True water volume in gallons and liters, filled weight for your floor and stand, heater wattage, substrate amount, and water change volumes — from three measurements.
Curved fronts don't have one agreed formula industry-wide. This uses a parabolic-segment estimate, which checked out closely against a published tank spec but can differ from another calculator by a few percent on a pronounced curve.
Rated sizes describe the glass box filled to the rim. Real water volume loses the gap below the trim, displacement from substrate, rock, and wood, and often the space around internal equipment. 10–15% less than rated is normal, which matters when you dose medication or fertilizer by volume.
The calculator uses the footprint of your tank times your chosen depth, at a typical aquarium gravel density of about 1.6 kg per liter (100 lb per cubic foot). Lightweight planted-tank soils go further; sand packs slightly denser.
Loaded weight here is water weight plus roughly 30% for glass, stand, substrate, and hardscape. Tanks over about 100 gallons concentrate serious load — placing the stand across floor joists near a load-bearing wall distributes it far better than parallel to joists mid-span.
The old "one inch of fish per gallon" rule fails for anything except small slim-bodied fish. Stocking depends on filtration, surface area, temperament, and adult size — a single 10-inch oscar needs far more than a 10-gallon tank. Use volume as a starting constraint, then research each species' adult needs.

Set of tasks:
1. Transcribe the aquarium calculator text word for word, starting at "Curved fronts don't" and stopping after "fertilizer by volume.".
2. According to the aquarium calculator text, why does a tank's real water volume come out lower than its rated size? Answer in one to three sentences.

Records supplied:

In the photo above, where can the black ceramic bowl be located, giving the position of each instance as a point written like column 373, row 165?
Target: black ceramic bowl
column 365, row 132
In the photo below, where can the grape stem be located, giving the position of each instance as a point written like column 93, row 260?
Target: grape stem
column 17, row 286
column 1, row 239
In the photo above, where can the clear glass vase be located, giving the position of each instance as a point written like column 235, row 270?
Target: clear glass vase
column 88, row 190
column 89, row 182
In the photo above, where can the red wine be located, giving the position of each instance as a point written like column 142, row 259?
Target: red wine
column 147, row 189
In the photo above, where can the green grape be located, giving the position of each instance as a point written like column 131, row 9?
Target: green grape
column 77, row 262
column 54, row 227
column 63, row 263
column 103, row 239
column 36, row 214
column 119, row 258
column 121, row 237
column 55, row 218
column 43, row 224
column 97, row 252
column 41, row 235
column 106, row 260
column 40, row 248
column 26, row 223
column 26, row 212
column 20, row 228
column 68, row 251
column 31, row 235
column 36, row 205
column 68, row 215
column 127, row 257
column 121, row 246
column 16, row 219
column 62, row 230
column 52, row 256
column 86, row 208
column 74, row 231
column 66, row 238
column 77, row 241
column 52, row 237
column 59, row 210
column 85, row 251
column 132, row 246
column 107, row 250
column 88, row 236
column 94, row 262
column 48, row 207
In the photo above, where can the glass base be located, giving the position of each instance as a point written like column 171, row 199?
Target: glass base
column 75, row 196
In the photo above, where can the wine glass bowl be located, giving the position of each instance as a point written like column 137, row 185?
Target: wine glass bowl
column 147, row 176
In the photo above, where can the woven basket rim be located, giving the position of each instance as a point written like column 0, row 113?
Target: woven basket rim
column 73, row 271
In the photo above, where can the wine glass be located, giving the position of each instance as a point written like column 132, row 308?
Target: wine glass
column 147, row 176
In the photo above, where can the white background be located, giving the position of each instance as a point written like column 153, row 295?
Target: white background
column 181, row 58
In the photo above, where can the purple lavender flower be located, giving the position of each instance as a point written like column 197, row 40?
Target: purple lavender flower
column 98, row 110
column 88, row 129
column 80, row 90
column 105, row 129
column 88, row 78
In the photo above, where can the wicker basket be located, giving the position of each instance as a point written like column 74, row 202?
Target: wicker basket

Outputs by task:
1.
Curved fronts don't have one agreed formula industry-wide. This uses a parabolic-segment estimate, which checked out closely against a published tank spec but can differ from another calculator by a few percent on a pronounced curve.
Rated sizes describe the glass box filled to the rim. Real water volume loses the gap below the trim, displacement from substrate, rock, and wood, and often the space around internal equipment. 10–15% less than rated is normal, which matters when you dose medication or fertilizer by volume.

2. A rated size describes the glass box filled to the rim. Real water volume loses the gap below the trim, the space displaced by substrate, rock, and wood, and often the space around internal equipment.